_THE REQUEST_
Below is some material; transcribe all of it exactly.

_DATASET RECORDS_
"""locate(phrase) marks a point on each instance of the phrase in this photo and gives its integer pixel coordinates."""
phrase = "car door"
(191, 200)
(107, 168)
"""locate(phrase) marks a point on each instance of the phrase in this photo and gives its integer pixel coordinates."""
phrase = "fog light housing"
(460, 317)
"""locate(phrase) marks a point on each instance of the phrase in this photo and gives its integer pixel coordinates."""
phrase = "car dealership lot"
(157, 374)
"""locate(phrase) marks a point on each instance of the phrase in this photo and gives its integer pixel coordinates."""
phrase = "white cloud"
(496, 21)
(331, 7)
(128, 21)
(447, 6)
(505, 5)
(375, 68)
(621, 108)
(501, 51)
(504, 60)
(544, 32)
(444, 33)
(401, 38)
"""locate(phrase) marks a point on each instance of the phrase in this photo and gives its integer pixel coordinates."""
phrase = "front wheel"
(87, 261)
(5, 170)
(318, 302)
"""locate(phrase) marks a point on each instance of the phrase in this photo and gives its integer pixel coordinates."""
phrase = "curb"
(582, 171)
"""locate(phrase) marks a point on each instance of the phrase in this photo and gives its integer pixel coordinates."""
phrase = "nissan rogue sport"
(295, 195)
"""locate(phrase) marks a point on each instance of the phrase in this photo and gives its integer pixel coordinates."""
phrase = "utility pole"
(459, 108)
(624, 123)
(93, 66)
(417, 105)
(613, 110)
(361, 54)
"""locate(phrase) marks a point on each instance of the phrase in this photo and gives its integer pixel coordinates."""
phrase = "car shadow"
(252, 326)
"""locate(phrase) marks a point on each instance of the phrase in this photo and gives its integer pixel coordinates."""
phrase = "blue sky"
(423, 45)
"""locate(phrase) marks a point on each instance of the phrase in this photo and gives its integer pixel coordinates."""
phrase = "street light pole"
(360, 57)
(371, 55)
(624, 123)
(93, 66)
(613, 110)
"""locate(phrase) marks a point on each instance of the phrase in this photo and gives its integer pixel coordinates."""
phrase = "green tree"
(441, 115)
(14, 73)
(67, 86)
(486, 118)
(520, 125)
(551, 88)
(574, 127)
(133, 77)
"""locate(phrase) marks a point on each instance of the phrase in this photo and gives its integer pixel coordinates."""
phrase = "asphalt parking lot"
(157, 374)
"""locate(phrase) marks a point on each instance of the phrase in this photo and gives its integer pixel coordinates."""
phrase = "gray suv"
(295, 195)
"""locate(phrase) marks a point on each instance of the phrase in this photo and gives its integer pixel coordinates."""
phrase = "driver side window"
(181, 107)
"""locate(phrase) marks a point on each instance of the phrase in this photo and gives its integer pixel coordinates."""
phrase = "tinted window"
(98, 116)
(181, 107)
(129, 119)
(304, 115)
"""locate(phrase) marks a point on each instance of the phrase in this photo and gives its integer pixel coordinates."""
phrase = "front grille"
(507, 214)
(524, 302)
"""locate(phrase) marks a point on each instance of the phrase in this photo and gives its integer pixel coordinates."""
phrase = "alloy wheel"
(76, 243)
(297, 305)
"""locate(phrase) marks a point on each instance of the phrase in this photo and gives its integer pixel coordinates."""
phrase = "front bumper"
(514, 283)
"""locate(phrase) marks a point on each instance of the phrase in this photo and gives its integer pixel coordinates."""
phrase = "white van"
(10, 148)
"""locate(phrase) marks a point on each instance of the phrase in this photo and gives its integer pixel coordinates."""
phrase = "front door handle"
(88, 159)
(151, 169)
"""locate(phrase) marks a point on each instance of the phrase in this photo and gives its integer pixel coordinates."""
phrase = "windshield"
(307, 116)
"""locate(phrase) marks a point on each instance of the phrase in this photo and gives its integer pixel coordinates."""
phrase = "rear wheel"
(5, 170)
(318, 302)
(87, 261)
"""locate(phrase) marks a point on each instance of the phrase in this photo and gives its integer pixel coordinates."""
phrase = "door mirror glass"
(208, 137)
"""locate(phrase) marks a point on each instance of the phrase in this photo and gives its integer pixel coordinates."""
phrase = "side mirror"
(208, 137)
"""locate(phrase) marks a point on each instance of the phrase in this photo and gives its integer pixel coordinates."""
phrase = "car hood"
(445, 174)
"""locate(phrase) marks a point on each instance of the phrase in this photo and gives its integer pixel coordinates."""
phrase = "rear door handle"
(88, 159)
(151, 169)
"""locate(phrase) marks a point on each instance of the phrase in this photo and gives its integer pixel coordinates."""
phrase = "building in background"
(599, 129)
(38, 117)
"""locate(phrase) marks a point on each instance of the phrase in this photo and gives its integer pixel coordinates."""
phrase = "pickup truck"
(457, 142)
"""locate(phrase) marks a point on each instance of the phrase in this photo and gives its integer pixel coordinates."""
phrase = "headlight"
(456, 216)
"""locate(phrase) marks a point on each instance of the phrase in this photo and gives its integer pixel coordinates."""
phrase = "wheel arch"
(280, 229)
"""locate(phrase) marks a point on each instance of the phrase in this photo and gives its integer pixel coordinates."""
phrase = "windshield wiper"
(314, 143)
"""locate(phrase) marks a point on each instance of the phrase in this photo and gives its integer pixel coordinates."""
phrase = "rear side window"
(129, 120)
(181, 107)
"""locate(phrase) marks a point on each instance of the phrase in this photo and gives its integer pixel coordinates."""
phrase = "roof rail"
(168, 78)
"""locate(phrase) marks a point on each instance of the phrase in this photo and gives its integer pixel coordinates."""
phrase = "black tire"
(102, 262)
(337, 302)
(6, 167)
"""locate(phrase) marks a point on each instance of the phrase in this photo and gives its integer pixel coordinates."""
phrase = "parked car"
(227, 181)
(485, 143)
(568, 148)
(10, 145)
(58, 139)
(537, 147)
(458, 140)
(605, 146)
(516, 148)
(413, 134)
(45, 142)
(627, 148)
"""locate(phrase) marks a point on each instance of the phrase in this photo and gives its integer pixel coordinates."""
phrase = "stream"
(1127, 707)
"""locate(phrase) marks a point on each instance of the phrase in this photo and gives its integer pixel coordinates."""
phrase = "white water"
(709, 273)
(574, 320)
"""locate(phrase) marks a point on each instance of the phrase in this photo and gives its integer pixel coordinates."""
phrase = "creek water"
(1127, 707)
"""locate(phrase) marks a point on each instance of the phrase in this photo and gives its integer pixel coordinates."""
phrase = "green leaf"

_FINAL RESULT_
"""locate(phrase) marks a point on each instance of the phrase in this photo and gives its integer pixel coordinates."""
phrase = "car door"
(191, 200)
(107, 168)
"""locate(phrase) marks a point on each instance of the phrase in this photo and gives its integer pixel coordinates."""
phrase = "fog light housing"
(460, 317)
"""locate(phrase) marks a point on each instance of the phrase in this photo and gives its integer pixel coordinates."""
phrase = "car dealership lot"
(157, 374)
"""locate(phrase) marks a point on each instance of the phrase in this photo and gives its integer pixel coordinates."""
phrase = "white cloud"
(496, 21)
(331, 7)
(128, 21)
(447, 6)
(505, 5)
(375, 68)
(621, 108)
(501, 51)
(504, 60)
(544, 32)
(444, 33)
(401, 38)
"""locate(phrase) marks a point on each instance of the phrase in this photo and gives its integer pixel coordinates."""
phrase = "front wheel"
(87, 261)
(5, 170)
(318, 302)
"""locate(phrase) marks a point on each instance of the phrase in this photo and gives its integer pixel coordinates."""
phrase = "curb"
(582, 171)
"""locate(phrase) marks a point on each instance of the phrase in this photo and gives its integer pixel coordinates."""
phrase = "nissan rogue sport"
(295, 195)
"""locate(phrase) marks a point on each instance of the phrase in this photo and gives its integer pixel coordinates."""
phrase = "utility pole"
(459, 108)
(624, 123)
(93, 66)
(417, 105)
(613, 110)
(361, 54)
"""locate(phrase) marks a point on each instance of the phrase in this photo and gives its integer pixel coordinates."""
phrase = "car shadow"
(252, 326)
"""locate(phrase) marks a point on each instance of the phrase in this photo and gives its integer pixel coordinates."""
phrase = "blue sky"
(423, 45)
"""locate(phrase) marks a point on each instance of the phrase in this photo and gives its integer pixel coordinates."""
phrase = "street light pole"
(360, 57)
(371, 55)
(624, 123)
(93, 66)
(613, 110)
"""locate(phrase) marks a point on each instance of the phrase in this photo and gives its integer pixel coordinates."""
phrase = "green tree"
(441, 115)
(14, 73)
(67, 86)
(486, 118)
(520, 125)
(551, 88)
(574, 127)
(133, 77)
"""locate(phrase) marks a point on each instance of the phrase in this photo and gives its integer pixel coordinates."""
phrase = "asphalt parking lot"
(157, 374)
"""locate(phrase) marks a point on each instance of the phrase in this photo and gives its integer pixel coordinates."""
phrase = "gray suv"
(295, 195)
"""locate(phrase) marks a point on each instance of the phrase in this photo and gives its integer pixel coordinates."""
phrase = "driver side window"
(181, 107)
"""locate(phrase) marks a point on each instance of the phrase in this photo and gives its integer pixel coordinates."""
phrase = "tinted window"
(98, 116)
(181, 107)
(129, 119)
(304, 115)
"""locate(phrase) marks a point on each instance of the phrase in this photo and gives its integer pixel coordinates."""
phrase = "front grille"
(507, 214)
(524, 302)
"""locate(phrase) marks a point on each instance of the phrase in this photo and gives its integer pixel coordinates."""
phrase = "alloy wheel"
(76, 243)
(297, 305)
"""locate(phrase) marks a point on each instance of the phrase in this photo and gives its integer pixel coordinates."""
phrase = "front bumper"
(514, 283)
"""locate(phrase) marks a point on each instance of the phrase in this photo and gives its integer pixel coordinates."""
phrase = "white van"
(10, 148)
"""locate(phrase) marks a point on each instance of the phrase in this photo and gives its integer pixel coordinates."""
phrase = "front door handle"
(88, 159)
(151, 169)
"""locate(phrase) marks a point on each instance of the phrase in this photo and gives its integer pixel coordinates."""
phrase = "windshield"
(307, 116)
"""locate(phrase) marks a point on each instance of the phrase in this photo and gives its integer pixel coordinates."""
phrase = "rear wheel"
(5, 170)
(318, 302)
(87, 261)
"""locate(phrase) marks a point on each instance of the phrase in this photo and gives its integer pixel coordinates."""
phrase = "door mirror glass"
(208, 137)
"""locate(phrase) marks a point on each instance of the phrase in this photo and gives its integer pixel coordinates."""
phrase = "side mirror"
(208, 137)
"""locate(phrase) marks a point on each instance of the phrase in this photo and gives its integer pixel coordinates."""
phrase = "car hood"
(445, 174)
"""locate(phrase) marks a point on each instance of the phrase in this photo and gives its integer pixel coordinates."""
phrase = "rear door handle"
(88, 159)
(151, 169)
"""locate(phrase) marks a point on each instance of the phrase in this photo and gives its integer pixel coordinates."""
phrase = "building in background"
(599, 129)
(38, 117)
"""locate(phrase) marks a point on each instance of the phrase in this photo and gives its integer pixel coordinates."""
phrase = "pickup truck"
(457, 142)
"""locate(phrase) marks a point on each instance of the phrase in this photo and gives its integer pixel coordinates."""
phrase = "headlight"
(456, 216)
"""locate(phrase) marks a point on each instance of the phrase in this photo and gives its integer pixel coordinates."""
phrase = "wheel arch"
(280, 229)
"""locate(phrase) marks a point on each instance of the phrase in this photo and gives its integer pixel coordinates."""
phrase = "windshield wiper"
(314, 143)
"""locate(phrase) marks a point on each instance of the phrase in this photo and gives its integer pixel coordinates."""
phrase = "rear side window"
(129, 120)
(181, 107)
"""locate(phrase) marks a point on each instance of the phrase in this photo and gives its integer pixel coordinates."""
phrase = "roof rail"
(168, 78)
"""locate(phrase) marks a point on each instance of the phrase in this photo and gives its integer pixel coordinates."""
phrase = "black tire"
(102, 262)
(337, 302)
(6, 167)
"""locate(phrase) marks a point on each instance of the phrase in this photo and gives its integer pixel coordinates."""
phrase = "parked car"
(227, 181)
(485, 143)
(568, 148)
(10, 145)
(58, 139)
(537, 147)
(458, 140)
(605, 146)
(516, 148)
(413, 134)
(45, 142)
(627, 148)
"""locate(phrase) marks a point on each instance of the phrase in this photo and gives its integer pixel coordinates."""
phrase = "stream"
(1127, 707)
"""locate(phrase) marks a point on each instance of the phrase in this photo and gives its integer pixel coordinates."""
phrase = "white water"
(709, 273)
(574, 320)
"""locate(phrase) marks a point on each instance of the phrase in this photo and gives its integer pixel coordinates."""
phrase = "creek water"
(1127, 707)
"""locate(phrase) marks a point on each instance of the phrase in this photo and gives its integer pixel coordinates."""
phrase = "green leaf"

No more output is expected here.